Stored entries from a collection

---------------

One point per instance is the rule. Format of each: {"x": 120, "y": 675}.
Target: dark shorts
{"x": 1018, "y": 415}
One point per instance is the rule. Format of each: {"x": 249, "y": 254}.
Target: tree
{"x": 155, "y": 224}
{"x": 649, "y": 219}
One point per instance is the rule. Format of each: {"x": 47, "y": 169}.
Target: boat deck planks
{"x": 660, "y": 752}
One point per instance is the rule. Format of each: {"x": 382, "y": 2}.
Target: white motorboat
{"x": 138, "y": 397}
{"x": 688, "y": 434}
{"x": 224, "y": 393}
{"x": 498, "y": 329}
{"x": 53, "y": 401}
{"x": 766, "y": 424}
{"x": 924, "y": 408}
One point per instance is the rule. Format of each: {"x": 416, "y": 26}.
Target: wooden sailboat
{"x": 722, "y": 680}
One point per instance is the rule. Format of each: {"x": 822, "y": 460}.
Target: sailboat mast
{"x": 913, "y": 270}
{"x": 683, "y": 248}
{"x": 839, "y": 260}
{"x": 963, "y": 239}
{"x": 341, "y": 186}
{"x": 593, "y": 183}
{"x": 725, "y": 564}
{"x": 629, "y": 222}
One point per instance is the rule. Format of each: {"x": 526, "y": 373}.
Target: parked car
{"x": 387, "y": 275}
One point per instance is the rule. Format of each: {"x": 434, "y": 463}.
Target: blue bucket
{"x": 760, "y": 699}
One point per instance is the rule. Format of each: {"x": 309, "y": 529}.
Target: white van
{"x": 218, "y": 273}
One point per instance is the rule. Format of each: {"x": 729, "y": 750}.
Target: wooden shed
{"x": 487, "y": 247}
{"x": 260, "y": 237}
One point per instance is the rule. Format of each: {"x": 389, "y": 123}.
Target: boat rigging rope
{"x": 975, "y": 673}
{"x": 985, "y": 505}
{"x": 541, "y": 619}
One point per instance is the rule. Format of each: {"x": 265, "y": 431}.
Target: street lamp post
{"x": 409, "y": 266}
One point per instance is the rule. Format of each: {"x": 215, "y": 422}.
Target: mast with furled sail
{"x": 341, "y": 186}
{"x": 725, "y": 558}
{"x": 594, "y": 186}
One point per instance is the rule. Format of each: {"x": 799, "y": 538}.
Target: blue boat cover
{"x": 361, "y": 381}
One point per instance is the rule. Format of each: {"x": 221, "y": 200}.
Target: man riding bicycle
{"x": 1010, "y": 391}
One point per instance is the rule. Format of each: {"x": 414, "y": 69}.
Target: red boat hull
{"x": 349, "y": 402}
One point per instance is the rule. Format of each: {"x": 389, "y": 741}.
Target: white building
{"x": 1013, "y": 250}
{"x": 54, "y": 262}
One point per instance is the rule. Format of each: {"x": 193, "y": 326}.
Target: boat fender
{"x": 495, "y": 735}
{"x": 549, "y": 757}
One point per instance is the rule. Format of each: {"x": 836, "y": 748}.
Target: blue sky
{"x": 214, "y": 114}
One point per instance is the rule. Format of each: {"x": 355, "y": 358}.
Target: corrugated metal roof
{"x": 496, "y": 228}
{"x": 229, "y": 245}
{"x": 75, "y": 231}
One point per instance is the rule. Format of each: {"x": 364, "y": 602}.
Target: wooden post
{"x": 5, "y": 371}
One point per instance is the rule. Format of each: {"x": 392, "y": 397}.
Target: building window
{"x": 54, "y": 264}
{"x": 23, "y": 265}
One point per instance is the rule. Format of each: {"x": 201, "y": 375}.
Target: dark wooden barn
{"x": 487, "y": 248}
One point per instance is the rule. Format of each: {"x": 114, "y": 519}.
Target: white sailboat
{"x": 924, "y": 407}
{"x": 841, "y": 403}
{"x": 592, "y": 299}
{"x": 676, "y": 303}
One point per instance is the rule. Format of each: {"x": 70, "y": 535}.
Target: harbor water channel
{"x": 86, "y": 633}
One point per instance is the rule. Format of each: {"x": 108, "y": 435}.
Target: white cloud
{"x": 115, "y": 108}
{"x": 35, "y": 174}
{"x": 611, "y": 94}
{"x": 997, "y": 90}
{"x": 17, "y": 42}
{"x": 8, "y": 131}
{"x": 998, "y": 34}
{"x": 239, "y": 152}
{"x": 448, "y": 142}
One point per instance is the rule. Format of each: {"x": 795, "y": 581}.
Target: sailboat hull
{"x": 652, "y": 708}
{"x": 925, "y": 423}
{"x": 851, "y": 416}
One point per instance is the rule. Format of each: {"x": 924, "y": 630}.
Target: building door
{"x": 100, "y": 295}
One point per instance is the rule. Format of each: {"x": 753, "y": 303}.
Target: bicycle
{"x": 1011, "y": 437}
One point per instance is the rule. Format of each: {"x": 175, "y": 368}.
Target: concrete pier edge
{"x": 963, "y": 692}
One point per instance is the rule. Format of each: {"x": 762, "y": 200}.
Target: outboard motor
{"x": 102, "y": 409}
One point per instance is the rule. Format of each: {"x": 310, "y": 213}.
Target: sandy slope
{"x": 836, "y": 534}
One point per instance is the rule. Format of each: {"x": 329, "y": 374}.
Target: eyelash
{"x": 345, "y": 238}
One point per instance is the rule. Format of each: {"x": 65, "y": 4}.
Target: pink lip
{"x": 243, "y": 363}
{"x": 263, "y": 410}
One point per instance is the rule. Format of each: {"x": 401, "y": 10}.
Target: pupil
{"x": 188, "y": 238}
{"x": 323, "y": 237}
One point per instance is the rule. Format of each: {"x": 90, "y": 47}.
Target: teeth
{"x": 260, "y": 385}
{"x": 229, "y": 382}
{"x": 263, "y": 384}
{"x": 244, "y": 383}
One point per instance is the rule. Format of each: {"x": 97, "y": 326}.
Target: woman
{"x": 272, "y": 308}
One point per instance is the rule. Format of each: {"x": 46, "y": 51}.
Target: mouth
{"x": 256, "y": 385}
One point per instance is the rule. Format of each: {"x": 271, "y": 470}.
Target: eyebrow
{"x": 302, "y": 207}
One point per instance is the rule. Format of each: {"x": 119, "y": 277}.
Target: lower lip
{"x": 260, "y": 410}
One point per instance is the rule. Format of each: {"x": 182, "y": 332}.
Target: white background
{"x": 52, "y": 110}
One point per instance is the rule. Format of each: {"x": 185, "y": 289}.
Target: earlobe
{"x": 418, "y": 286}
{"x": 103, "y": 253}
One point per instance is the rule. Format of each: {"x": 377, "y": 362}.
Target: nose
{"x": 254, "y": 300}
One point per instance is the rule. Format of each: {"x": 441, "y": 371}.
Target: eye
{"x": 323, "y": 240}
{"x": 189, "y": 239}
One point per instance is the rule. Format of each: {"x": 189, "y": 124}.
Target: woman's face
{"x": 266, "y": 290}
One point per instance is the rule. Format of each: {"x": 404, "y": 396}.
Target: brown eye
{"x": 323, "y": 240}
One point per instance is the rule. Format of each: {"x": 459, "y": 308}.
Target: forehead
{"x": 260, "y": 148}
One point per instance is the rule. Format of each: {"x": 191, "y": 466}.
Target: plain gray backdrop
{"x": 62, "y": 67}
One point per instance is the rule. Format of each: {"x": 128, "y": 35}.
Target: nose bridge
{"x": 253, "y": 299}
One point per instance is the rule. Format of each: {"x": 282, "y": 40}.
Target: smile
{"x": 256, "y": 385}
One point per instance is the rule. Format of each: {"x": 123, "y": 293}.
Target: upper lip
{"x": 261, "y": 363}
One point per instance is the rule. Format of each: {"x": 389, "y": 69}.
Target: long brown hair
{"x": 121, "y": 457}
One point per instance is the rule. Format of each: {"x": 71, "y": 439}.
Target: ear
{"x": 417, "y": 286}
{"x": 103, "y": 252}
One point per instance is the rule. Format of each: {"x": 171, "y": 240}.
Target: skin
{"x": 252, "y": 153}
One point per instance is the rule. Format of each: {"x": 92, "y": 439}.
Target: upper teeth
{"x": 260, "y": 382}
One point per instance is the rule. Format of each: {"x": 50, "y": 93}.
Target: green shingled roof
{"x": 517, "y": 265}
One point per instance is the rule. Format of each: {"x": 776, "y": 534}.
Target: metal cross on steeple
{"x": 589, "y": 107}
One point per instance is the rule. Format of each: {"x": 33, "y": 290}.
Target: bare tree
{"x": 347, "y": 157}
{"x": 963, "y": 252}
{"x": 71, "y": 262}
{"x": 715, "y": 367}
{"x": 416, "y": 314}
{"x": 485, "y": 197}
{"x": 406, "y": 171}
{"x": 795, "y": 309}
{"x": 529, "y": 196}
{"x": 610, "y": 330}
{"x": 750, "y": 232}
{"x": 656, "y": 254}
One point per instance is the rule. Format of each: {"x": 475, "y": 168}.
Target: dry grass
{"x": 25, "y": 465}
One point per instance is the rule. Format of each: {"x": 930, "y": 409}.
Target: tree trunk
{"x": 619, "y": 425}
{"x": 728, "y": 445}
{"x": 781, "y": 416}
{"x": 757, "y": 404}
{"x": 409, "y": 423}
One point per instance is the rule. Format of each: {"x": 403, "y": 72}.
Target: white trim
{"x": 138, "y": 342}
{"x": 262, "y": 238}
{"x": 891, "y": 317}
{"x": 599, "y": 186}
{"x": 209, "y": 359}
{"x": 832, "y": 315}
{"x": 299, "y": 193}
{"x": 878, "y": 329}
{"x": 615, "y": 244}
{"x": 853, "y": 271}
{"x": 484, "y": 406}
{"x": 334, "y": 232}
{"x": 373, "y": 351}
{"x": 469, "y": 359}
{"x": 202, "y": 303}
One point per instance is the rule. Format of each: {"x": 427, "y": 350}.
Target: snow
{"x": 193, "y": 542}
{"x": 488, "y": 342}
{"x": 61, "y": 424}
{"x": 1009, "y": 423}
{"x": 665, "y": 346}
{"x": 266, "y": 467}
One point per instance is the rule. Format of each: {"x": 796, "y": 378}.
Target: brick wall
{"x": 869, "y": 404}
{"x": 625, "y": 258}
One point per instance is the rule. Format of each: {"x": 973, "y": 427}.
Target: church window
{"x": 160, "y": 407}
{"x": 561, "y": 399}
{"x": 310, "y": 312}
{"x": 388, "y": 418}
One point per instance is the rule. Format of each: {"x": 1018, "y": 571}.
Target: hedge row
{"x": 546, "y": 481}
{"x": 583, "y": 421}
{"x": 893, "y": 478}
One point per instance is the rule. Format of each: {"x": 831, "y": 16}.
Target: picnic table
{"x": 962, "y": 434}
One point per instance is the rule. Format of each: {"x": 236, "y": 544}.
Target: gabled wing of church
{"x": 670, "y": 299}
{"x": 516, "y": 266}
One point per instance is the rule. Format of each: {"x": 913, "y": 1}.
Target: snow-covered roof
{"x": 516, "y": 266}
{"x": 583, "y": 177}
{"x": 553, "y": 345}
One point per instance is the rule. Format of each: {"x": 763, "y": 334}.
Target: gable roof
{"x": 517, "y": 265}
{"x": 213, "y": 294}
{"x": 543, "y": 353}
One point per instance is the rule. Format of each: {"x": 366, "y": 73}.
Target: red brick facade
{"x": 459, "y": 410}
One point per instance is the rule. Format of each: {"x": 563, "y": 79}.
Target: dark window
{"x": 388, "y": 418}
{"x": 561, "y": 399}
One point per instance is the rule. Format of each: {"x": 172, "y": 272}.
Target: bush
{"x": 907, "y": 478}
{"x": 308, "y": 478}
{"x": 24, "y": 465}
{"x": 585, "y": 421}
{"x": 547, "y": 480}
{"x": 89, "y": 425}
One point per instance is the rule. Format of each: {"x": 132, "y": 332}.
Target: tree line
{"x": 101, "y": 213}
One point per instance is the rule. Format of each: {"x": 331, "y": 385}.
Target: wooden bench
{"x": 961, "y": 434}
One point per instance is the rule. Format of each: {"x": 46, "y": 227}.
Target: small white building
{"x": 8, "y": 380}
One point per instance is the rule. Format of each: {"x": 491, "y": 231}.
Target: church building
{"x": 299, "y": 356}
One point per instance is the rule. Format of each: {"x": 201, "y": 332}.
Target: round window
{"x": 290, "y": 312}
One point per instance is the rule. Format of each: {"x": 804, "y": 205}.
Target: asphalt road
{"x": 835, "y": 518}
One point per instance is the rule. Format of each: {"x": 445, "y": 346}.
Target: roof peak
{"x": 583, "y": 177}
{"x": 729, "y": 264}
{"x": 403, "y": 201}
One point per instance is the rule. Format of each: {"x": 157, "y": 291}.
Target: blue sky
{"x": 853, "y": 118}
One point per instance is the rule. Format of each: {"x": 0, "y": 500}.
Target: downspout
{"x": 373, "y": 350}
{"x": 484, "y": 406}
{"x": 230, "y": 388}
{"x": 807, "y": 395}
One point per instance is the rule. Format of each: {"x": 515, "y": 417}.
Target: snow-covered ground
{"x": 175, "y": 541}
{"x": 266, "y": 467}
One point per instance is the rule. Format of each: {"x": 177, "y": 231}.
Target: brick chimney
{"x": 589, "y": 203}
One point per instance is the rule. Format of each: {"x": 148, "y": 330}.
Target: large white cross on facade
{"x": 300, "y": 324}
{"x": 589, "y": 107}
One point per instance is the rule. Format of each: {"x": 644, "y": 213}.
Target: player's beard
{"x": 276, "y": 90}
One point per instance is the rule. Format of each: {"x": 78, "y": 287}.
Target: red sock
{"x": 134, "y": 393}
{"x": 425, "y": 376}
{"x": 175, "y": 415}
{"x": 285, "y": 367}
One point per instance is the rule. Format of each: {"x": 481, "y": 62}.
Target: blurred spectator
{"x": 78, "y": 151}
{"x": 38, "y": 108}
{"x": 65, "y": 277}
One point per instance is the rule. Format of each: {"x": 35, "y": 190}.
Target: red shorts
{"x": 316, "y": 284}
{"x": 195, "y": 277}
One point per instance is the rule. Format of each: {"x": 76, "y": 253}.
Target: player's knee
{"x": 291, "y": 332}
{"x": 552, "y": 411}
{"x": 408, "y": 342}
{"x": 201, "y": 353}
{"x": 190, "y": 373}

---------------

EXERCISE DIRECTIONS :: Filter the entries above and copy every line that contains the string "hull", treating uppercase and lowercase letters as distinct.

ANSWER BELOW ::
Target: red boat hull
Target: sailboat hull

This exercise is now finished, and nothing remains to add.